Can you reproduce every line of the records below word for word, leaving the pictures out?

-- START Dataset excerpts --

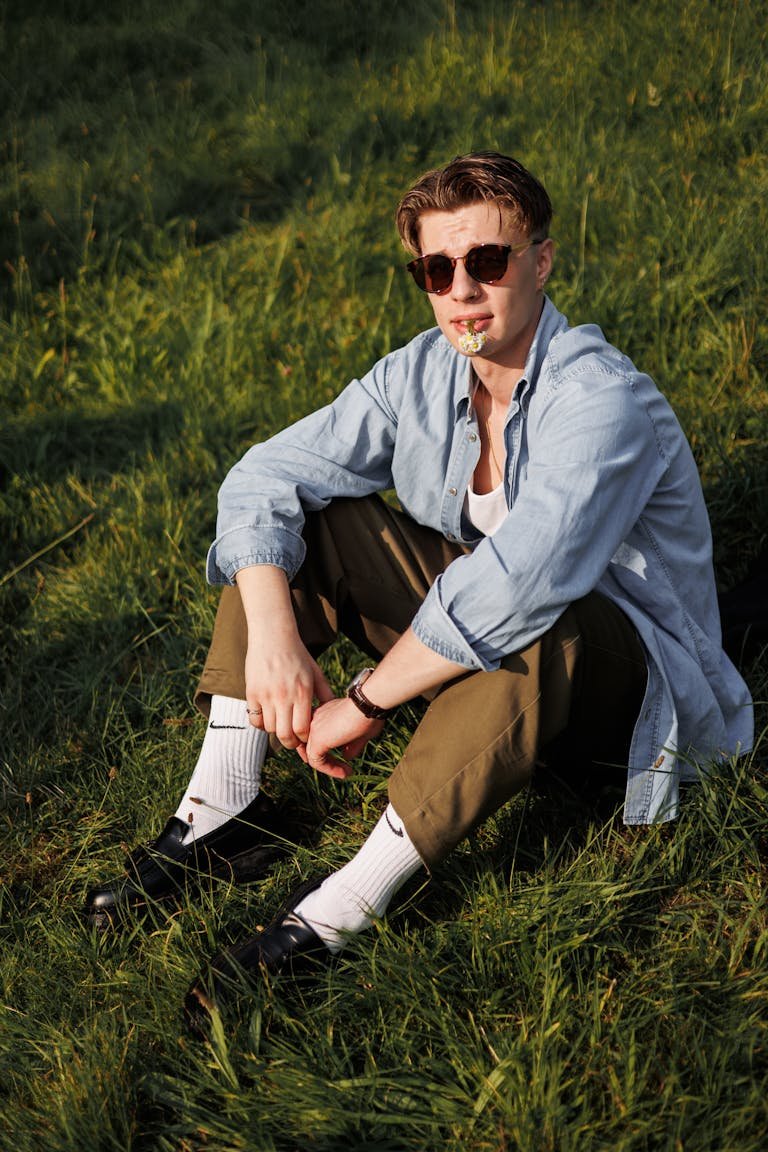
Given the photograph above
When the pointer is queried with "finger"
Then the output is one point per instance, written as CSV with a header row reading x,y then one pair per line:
x,y
302,720
267,718
255,713
355,748
322,689
331,766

-- END Dataset excerpts --

● Task answer:
Given the photograph above
When the pointer is queried with "finger"
Then the output is one point per instance, written as CSV with a header row reading x,y then one pair per line:
x,y
302,720
267,718
255,713
355,748
322,689
331,766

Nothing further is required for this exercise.